**Work instructions:** Reproduce the passage on Fred Kitchen word for word, from its first line to its last.

**Selected excerpt:**
↓↓↓

Fred Kitchen (15 June 1873 - 1 April 1951) was an English music hall star, comic and entertainer.

==Life and work==
Fred Kitchen was born Frederick Thomas Kitchen in the parish of St John's, London. His father, Richard Henry Kitchen (1830–1910), was a music hall actor for sixty years, beginning his stage work at the age of seven with Messrs Frampton and Frenton in London's Waterloo Road. His Daily Telegraph obituary noted "An actor like Kitchen played everything. It was, however, as a harlequin, clown and pantomimist that he chiefly shone".

↑↑↑

**Data:**

↓↓↓

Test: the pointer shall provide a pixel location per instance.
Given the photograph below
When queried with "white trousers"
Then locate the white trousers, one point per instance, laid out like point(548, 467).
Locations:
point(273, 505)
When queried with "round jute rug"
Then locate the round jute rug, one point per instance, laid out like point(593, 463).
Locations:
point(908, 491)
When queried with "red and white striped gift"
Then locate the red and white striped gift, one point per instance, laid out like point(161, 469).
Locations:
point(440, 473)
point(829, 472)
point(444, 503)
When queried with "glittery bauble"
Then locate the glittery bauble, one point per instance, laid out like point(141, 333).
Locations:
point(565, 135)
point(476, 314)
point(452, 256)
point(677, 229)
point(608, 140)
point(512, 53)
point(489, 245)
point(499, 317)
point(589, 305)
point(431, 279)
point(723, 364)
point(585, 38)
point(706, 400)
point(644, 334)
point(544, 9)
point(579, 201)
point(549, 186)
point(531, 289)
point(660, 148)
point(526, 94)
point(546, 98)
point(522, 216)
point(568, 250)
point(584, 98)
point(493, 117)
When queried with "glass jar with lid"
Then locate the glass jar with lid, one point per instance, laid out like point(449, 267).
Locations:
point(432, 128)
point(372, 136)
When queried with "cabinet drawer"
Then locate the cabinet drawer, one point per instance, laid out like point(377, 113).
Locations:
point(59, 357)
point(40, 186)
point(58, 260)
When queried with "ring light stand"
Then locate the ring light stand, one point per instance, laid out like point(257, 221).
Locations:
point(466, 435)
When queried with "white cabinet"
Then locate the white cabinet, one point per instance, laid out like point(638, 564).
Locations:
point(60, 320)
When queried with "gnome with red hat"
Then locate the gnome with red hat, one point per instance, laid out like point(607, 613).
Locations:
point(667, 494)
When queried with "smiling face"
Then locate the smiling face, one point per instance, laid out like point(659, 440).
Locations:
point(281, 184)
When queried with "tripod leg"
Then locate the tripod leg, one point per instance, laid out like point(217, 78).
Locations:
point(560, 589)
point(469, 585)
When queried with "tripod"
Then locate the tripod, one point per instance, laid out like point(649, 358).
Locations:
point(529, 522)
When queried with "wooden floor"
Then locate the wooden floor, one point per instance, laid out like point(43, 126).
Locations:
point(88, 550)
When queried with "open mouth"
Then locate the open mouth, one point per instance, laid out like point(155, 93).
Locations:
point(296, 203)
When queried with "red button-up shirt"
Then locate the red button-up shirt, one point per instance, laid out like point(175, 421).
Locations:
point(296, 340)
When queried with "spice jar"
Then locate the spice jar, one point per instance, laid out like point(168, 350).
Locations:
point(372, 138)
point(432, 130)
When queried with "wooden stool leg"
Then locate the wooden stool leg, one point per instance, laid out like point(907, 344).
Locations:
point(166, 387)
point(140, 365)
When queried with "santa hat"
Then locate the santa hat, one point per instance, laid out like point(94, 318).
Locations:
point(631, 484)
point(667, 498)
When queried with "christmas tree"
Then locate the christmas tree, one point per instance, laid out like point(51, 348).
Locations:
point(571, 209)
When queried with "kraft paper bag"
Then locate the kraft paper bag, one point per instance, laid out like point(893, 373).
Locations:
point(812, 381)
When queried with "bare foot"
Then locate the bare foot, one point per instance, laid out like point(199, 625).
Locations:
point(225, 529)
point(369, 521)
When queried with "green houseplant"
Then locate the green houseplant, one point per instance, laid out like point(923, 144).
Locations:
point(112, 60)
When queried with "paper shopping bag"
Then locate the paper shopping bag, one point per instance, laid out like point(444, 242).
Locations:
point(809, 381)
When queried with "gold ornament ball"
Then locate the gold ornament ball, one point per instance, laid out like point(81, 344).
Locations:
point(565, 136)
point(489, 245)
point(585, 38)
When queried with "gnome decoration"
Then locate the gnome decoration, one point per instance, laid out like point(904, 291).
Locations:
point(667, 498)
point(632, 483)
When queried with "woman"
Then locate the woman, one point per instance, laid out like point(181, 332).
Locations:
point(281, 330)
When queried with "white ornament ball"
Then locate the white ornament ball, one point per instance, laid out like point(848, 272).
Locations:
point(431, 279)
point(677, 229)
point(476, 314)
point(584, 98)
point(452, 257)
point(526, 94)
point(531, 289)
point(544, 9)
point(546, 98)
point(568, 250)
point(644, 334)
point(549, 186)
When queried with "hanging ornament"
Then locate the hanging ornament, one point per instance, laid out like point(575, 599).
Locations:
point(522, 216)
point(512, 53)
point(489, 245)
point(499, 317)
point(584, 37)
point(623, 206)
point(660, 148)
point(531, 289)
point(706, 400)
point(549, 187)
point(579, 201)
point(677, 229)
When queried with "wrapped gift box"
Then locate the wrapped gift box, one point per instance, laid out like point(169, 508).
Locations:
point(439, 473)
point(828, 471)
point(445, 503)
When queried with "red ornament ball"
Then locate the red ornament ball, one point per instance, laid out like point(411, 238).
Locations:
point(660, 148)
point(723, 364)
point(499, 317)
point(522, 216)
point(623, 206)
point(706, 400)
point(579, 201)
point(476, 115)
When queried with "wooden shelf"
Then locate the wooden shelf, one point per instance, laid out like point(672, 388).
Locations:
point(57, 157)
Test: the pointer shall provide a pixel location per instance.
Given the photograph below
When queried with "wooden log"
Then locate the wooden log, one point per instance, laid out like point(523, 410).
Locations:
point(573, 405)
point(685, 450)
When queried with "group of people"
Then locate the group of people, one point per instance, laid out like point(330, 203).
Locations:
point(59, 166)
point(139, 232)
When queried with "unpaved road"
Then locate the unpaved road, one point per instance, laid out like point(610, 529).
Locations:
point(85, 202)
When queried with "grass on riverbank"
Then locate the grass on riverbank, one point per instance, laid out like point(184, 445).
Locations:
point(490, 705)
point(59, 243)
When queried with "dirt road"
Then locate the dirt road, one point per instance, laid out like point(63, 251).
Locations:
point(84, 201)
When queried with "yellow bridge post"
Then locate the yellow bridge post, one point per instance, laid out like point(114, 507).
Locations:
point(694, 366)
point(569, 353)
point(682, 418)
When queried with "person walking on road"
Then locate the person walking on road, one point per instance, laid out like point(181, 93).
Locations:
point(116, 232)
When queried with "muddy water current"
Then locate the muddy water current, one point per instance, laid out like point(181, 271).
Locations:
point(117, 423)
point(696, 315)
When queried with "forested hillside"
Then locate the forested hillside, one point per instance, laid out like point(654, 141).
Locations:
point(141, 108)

↑↑↑

**Response:**
Fred Kitchen (15 June 1873 - 1 April 1951) was an English music hall star, comic and entertainer.

==Life and work==
Fred Kitchen was born Frederick Thomas Kitchen in the parish of St John's, London. His father, Richard Henry Kitchen (1830–1910), was a music hall actor for sixty years, beginning his stage work at the age of seven with Messrs Frampton and Frenton in London's Waterloo Road. His Daily Telegraph obituary noted "An actor like Kitchen played everything. It was, however, as a harlequin, clown and pantomimist that he chiefly shone".